What you should do: In the data below, how many lines contain the string "outline"? Give only the figure.

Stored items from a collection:
┌────────

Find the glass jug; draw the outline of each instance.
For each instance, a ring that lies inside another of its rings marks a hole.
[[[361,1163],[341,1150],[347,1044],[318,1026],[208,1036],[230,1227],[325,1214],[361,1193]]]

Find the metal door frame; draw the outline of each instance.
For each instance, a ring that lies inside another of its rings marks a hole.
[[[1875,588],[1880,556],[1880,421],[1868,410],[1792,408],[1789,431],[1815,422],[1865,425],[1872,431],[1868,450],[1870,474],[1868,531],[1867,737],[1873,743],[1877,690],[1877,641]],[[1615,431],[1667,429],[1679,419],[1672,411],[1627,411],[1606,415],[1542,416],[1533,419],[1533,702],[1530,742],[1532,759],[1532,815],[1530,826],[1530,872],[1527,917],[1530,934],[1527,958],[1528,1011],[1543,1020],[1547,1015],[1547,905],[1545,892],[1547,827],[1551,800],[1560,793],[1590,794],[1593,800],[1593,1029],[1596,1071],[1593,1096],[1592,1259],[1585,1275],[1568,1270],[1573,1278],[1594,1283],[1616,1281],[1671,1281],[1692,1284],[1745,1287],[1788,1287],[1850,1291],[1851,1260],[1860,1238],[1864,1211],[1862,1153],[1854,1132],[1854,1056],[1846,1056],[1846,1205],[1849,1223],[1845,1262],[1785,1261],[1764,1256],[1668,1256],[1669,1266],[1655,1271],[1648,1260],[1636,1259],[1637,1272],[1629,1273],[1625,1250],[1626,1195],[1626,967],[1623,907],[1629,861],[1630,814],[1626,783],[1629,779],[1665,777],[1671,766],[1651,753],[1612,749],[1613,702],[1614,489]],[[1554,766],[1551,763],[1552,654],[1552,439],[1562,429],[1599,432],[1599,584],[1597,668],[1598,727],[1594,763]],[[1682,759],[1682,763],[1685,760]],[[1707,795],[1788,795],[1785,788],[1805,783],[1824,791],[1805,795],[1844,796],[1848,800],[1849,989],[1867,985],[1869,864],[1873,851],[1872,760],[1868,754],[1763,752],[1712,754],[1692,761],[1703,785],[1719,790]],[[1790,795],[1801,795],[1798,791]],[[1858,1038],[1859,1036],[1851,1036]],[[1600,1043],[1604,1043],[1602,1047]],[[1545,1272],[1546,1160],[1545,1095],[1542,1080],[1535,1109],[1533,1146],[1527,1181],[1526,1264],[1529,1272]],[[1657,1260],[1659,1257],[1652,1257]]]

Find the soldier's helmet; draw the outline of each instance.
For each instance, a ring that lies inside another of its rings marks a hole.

└────────

Written response: 3